I’m getting rid of duplicates. I’m getting rid of the out-of-focus photos. I’m getting rid of the pictures where people have weird expressions, or they’re stuffing food in their mouths. I’m getting rid of all the pictures you wish were never taken of you.

They are leaving theSt. Stephen's photo archive.

You're welcome.

I recently went through a set of photos from the 2017 trip that Dave and I took to Berlin.

East Berlin is the only place I can claim to have visited that Dave has never, and will never be able to visit. I traveled to East Berlin in 1968 to visit some of my father's relatives. I was old enough to understand that traveling to East Berlin was a big deal and to recognize the stark differences between East and West Berlin.

Dave was never allowed to visit East Berlin during his childhood growing up in Germany. That was the downfall of having parents who worked for the U.S. government in the 1960s.
◇ ◇ ◇
Given request 1: Please write out the rows again, starting at the line containing "Q: For each instance of the blue" and ending at the last line of the rows, keeping every line and adding 126 to each coordinate value. Leave the pictures out.
◇ ◇ ◇
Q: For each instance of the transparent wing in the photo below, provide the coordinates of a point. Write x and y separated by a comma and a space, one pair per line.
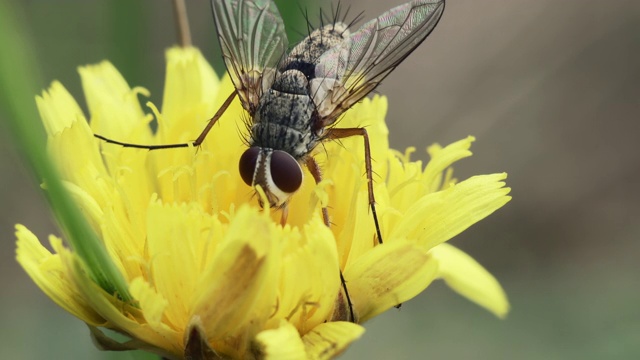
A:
253, 41
348, 72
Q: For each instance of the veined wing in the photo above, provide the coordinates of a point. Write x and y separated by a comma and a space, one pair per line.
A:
348, 72
253, 41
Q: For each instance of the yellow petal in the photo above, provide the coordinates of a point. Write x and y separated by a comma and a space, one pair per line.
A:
441, 159
440, 216
329, 340
239, 282
376, 282
190, 86
150, 302
282, 343
58, 109
114, 106
309, 292
464, 275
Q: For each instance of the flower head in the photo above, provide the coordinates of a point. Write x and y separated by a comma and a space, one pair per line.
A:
210, 273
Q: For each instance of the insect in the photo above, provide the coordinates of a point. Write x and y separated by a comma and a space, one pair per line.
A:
295, 98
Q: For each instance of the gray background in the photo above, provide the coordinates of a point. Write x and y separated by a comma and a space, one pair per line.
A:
549, 88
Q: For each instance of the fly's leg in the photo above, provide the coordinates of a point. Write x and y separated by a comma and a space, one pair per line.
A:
314, 169
348, 132
195, 143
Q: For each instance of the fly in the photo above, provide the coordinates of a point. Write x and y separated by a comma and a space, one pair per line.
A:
295, 98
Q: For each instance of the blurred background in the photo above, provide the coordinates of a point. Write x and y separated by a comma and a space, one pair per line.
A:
551, 90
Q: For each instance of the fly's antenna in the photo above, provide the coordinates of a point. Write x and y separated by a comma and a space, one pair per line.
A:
346, 13
305, 15
321, 25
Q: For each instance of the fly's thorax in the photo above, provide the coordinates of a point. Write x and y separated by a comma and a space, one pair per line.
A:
278, 173
304, 56
285, 121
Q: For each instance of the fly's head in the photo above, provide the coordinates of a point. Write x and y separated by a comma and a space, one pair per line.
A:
277, 172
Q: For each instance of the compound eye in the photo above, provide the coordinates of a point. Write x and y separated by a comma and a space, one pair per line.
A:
285, 171
248, 163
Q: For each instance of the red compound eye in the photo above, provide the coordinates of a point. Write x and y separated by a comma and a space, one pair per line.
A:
286, 173
247, 165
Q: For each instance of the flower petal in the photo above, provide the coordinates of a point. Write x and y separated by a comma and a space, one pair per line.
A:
47, 271
468, 278
238, 286
376, 281
440, 216
114, 106
283, 343
330, 339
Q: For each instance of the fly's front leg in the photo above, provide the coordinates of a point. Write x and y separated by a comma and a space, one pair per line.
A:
314, 169
348, 132
339, 313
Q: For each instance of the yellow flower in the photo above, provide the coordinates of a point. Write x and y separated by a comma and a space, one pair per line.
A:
210, 272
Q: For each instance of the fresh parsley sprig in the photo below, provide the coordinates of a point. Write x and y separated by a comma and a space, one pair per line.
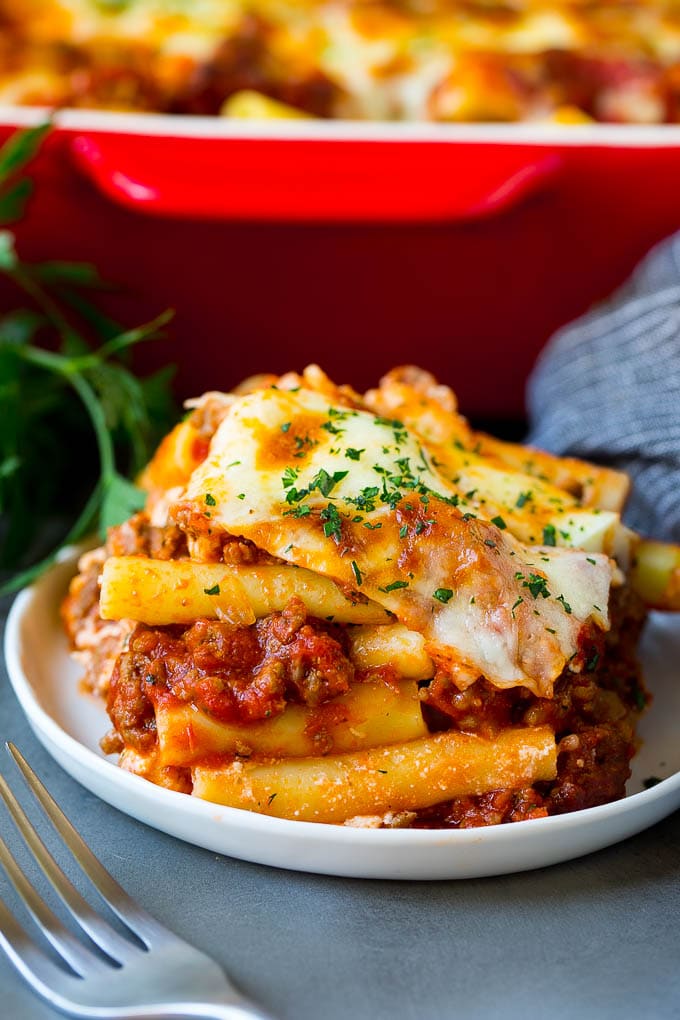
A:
74, 421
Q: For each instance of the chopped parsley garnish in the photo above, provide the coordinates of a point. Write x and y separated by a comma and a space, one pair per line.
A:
290, 476
296, 495
326, 482
332, 525
301, 511
550, 536
391, 422
395, 585
366, 499
537, 585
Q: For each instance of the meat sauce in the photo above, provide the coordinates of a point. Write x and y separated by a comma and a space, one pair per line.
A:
244, 674
237, 674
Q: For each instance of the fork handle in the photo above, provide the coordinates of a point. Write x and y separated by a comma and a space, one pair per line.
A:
240, 1010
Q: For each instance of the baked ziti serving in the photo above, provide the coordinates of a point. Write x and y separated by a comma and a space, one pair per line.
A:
355, 609
442, 60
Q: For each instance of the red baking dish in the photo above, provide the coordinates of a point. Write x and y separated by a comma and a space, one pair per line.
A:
461, 248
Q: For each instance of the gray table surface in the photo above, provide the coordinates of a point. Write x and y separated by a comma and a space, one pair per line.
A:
596, 937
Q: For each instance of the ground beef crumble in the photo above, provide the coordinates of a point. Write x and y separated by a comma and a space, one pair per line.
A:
245, 674
237, 674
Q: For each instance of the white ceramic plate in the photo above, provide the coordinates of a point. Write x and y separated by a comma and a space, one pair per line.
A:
69, 725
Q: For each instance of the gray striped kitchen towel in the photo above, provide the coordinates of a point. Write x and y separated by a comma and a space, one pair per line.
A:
607, 388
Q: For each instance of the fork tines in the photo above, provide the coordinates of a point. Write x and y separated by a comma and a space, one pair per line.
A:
151, 973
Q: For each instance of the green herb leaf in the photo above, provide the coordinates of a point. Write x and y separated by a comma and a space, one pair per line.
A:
121, 500
550, 536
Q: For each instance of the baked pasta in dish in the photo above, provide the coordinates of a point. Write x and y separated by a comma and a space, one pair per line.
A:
355, 609
449, 60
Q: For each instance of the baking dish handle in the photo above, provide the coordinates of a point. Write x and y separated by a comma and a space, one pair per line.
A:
312, 180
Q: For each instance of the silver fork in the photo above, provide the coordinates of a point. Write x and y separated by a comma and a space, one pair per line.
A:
158, 976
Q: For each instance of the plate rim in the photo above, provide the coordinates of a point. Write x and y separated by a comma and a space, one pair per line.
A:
44, 725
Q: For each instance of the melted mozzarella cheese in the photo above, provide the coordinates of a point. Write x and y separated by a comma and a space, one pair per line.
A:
357, 498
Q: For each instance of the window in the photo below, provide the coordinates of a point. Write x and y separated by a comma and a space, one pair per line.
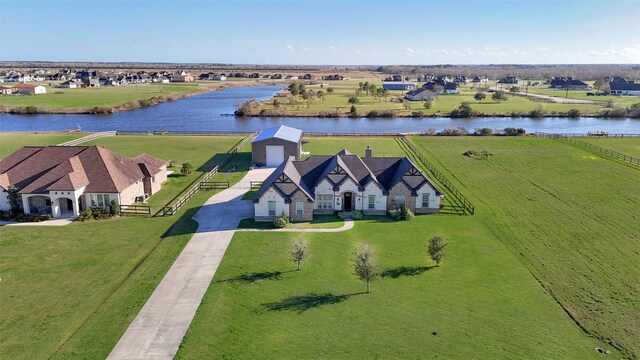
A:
99, 200
425, 200
325, 201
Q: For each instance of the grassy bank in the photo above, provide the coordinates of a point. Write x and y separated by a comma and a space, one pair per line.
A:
10, 142
337, 104
107, 99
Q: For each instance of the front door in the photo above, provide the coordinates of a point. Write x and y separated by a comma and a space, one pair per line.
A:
348, 197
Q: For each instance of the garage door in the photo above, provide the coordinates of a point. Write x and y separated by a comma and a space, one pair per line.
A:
275, 155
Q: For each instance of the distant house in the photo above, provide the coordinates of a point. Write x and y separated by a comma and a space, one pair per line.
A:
90, 82
324, 184
420, 94
333, 77
622, 86
399, 85
70, 84
568, 83
181, 76
442, 87
64, 180
31, 89
272, 146
509, 80
6, 90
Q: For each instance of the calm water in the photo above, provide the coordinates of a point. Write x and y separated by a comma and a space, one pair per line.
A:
213, 112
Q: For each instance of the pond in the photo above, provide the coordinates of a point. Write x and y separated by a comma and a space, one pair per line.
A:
214, 112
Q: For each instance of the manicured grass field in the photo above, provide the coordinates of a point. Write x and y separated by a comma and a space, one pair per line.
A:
10, 142
441, 106
569, 215
87, 98
630, 146
543, 208
203, 152
481, 303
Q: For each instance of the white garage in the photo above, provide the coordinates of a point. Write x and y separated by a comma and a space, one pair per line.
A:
275, 155
274, 145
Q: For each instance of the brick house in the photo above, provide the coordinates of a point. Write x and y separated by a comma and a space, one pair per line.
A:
64, 180
344, 182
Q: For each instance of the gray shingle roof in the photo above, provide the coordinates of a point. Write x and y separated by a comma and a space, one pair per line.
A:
280, 132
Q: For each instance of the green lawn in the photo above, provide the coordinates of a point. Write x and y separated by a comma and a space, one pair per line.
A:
569, 215
87, 98
441, 106
203, 152
543, 208
629, 146
10, 142
481, 303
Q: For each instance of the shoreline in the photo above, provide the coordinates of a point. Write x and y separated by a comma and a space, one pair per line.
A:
132, 104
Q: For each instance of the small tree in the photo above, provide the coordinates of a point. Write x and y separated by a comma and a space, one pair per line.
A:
299, 253
364, 266
186, 169
437, 246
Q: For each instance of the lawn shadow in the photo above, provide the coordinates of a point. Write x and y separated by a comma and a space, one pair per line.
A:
405, 271
303, 303
253, 277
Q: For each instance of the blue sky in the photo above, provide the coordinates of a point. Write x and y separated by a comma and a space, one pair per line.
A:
323, 32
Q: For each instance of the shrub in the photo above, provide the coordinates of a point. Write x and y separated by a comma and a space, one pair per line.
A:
281, 221
402, 213
113, 207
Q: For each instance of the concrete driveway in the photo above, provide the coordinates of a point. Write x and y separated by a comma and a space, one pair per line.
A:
157, 331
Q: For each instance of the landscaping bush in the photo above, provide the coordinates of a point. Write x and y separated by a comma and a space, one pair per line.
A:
113, 207
281, 221
402, 213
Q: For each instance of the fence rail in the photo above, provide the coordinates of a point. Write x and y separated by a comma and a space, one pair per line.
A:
599, 150
173, 206
135, 210
465, 206
212, 185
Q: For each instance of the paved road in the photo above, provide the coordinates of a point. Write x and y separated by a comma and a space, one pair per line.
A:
157, 331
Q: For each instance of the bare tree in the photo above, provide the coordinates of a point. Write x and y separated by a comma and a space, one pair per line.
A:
299, 252
364, 266
437, 246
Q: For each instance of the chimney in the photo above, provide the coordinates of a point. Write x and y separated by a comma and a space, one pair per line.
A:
367, 151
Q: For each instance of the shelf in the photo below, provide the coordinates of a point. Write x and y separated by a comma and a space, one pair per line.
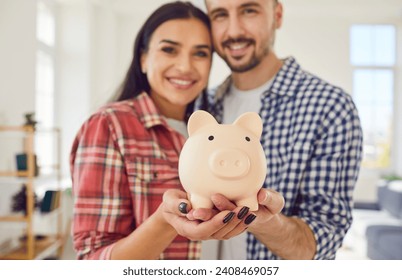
◇ ◇ ◇
Given request 2: Set down the photo-archive text word for word, starting at "They are leaving" and ending at "in the 1960s.".

Solution 1:
Q: For each instance of the blue sky in the photo above, provide the coordinates of a point. Write x and y separated by a comma and a space, one pair per line.
A:
449, 158
Q: For each instance of the shrub in the photo above, provide the coordinates of a point. Write x and y separated by a comma and a space, one pair per line.
A:
407, 347
528, 339
239, 333
Q: For each instance of the concrete driveway in the photo above, provide the coordinates of a point. Write x and y separated by a comma and a space, one pair per line.
A:
283, 457
Q: For each instance of the landscaping bush in the photo above, provide the coordinates of a point. Write x and y separated by a comma and a space, one pair per line.
A:
239, 333
407, 347
528, 339
Q: For each instance of the fence rail in the photo above, provide the coordinates of a point. Write x and y separated by a comma and a space, one pair per line.
A:
725, 276
299, 332
261, 336
591, 332
338, 311
Q: For each instance of the paved road in the photo above, provide the coordinates of a point. Write x and y separated by a comma and a space, one pair per line.
A:
283, 457
Q: For each instance of the bare tree in the photo above, provide the coordinates of a point. Write x and y separated by a comma and a space, one pair per line.
A:
425, 378
490, 392
563, 372
Q: For each instance of the chimney in the photo above, provide the coordinates of a point. Write x and y separated by a comma and a space, one pair per line.
A:
493, 277
Q: For each instance of the shelf in the photo below, provide the coordinates of a point. Write x and y separated by a comma and a space, one pair per line.

Solution 2:
They are leaving theSt. Stephen's photo archive.

You're welcome.

I recently went through a set of photos from the 2017 trip that Dave and I took to Berlin.

East Berlin is the only place I can claim to have visited that Dave has never, and will never be able to visit. I traveled to East Berlin in 1968 to visit some of my father's relatives. I was old enough to understand that traveling to East Berlin was a big deal and to recognize the stark differences between East and West Berlin.

Dave was never allowed to visit East Berlin during his childhood growing up in Germany. That was the downfall of having parents who worked for the U.S. government in the 1960s.